Carl Panzram criminale dalla nascita
Soprannome: Il predatore del fiume Hudgson
Luogo omicidi: Africa e U.S.A.
Periodo omicidi: 1923 – 1929
Numero vittime: 21
Modus operandi: strangolamento e uso di armi bianche
Cattura e Provvidementi: arrestato il 16 agosto 1928, impiccato il 5 settembre 1930
La famiglia Panzram emigrò dalla Prussia (regione storica della Germania settentrionale) al Minnesota in cerca di fortuna. Qui, nonostante le difficoltà economiche, i Panzram ebbero sette figli, una femmina e sei maschi, tra cui Carl, che nacque il 28 giugno del 1891.
A fatica i Panzram riuscirono ad acquistare un piccolo podere, dove poterono dedicarsi alla coltivazione della terra, tranne Carl, che aveva invece la propensione per il furto. Per punirlo delle sue malefatte, i suoi fratelli spesso lo picchiavano e lo chiudevano a chiave nella sua stanza senza dargli nemmeno da mangiare.
Il capofamiglia spendeva quasi tutto il denaro in alcool e prostitute, finché un giorno non fece più ritorno a casa sparendo nel nulla. Ciò fece precipitare la situazione, costringendo la famiglia a vendere il terreno.

- Compiti ed esercizi:
**A)** Cita dalla scheda su Carl Panzram il brano che parte da "Periodo omicidi: 1923" e arriva a "giugno del 1891.".
**B)** Secondo la scheda su Carl Panzram, queste affermazioni sono vere o false? Per ciascuna rispondi sì o no e riporta fra virgolette le parole del testo che lo dimostrano. (i) I Panzram ebbero sette figli. (ii) Carl Panzram fu arrestato nel 1930. (iii) Il padre spendeva quasi tutto il denaro in alcool e prostitute.
**C)** Elenca tutte le date complete di giorno, mese e anno che compaiono nella scheda su Carl Panzram.
L'elenco che viene dopo non ha niente a che fare con questo lavoro.

- Dati forniti:
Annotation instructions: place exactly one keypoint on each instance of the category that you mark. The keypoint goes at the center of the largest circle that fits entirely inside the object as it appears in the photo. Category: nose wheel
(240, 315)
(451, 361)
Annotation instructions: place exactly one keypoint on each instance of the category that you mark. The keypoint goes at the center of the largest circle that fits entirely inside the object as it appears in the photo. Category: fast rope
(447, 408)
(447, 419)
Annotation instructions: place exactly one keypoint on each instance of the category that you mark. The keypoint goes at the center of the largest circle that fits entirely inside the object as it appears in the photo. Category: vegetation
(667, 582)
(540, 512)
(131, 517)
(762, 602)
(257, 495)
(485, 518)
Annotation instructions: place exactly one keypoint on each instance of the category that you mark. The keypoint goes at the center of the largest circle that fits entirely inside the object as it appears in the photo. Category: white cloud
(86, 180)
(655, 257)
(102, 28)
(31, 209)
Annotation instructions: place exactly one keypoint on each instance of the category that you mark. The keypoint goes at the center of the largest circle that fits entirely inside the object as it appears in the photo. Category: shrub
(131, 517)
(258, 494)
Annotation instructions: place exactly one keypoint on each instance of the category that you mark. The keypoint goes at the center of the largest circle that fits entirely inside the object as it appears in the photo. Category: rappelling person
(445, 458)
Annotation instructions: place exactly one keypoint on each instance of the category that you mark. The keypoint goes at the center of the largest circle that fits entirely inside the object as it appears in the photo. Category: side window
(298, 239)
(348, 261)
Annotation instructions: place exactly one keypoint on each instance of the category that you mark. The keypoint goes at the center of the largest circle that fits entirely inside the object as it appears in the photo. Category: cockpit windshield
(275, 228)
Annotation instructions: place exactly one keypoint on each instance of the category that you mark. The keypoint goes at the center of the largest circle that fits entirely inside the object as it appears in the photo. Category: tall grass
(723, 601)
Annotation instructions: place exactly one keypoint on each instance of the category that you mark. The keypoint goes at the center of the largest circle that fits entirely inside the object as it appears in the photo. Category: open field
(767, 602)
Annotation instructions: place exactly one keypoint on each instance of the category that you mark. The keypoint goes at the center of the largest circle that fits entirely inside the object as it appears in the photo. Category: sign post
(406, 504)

- Risposte ai compiti:
**A)**
Periodo omicidi: 1923 – 1929
Numero vittime: 21
Modus operandi: strangolamento e uso di armi bianche
Cattura e Provvidementi: arrestato il 16 agosto 1928, impiccato il 5 settembre 1930
La famiglia Panzram emigrò dalla Prussia (regione storica della Germania settentrionale) al Minnesota in cerca di fortuna. Qui, nonostante le difficoltà economiche, i Panzram ebbero sette figli, una femmina e sei maschi, tra cui Carl, che nacque il 28 giugno del 1891.

**B)**
(i) Sì: "i Panzram ebbero sette figli, una femmina e sei maschi".
(ii) No: "arrestato il 16 agosto 1928".
(iii) Sì: "Il capofamiglia spendeva quasi tutto il denaro in alcool e prostitute".

**C)**
- 16 agosto 1928
- 5 settembre 1930
- 28 giugno 1891